Data items:
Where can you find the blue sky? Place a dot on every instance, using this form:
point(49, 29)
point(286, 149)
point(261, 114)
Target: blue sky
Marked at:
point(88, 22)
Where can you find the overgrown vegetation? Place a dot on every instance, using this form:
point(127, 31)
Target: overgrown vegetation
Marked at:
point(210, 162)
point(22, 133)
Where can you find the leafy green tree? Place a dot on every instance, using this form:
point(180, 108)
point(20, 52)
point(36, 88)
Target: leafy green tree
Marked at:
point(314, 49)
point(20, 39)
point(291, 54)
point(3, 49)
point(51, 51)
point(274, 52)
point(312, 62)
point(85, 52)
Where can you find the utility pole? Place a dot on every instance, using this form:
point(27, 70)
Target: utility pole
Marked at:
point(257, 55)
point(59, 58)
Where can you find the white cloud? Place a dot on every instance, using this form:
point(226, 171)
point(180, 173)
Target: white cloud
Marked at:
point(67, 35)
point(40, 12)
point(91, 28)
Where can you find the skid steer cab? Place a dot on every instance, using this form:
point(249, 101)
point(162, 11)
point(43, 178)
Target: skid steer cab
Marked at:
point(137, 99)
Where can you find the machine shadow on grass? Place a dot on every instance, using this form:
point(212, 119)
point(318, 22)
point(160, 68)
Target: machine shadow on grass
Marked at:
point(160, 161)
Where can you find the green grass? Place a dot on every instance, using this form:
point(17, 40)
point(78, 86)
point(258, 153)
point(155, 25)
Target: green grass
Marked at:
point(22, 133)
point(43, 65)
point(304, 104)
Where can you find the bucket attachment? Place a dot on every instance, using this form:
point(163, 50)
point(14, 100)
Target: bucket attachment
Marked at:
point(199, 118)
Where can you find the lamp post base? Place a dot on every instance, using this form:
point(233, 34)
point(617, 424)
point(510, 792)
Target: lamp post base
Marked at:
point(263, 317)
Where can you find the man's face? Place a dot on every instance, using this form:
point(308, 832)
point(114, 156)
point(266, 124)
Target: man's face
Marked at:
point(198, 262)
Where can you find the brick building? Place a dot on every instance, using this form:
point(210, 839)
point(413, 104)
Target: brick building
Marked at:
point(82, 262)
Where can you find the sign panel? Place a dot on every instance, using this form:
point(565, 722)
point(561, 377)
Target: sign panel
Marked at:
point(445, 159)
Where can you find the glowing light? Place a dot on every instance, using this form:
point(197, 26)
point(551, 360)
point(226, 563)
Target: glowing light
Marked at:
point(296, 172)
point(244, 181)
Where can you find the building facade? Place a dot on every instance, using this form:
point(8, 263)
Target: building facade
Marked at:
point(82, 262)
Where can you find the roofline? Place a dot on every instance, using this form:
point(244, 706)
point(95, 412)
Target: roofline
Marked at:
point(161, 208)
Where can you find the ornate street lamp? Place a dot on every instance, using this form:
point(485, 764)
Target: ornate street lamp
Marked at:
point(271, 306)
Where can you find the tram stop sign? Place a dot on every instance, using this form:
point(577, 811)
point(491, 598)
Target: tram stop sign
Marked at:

Brief: There is a line with "point(43, 178)" and a line with "Where can you find the bucket" above. Copy exactly those two lines and all lines between them, with nothing else.

Result of the task:
point(43, 178)
Target: skid steer cab
Marked at:
point(137, 99)
Where can you find the machine shadow on grass? Place a dot on every instance, using this form:
point(212, 119)
point(318, 22)
point(160, 68)
Target: machine shadow on grass
Marked at:
point(160, 161)
Where can you find the green grass? Place a dot on every instance, using this form:
point(17, 40)
point(78, 86)
point(258, 153)
point(155, 25)
Target: green grass
Marked at:
point(22, 133)
point(43, 65)
point(304, 104)
Where can you find the bucket attachment? Place a dot on every instance, using this form:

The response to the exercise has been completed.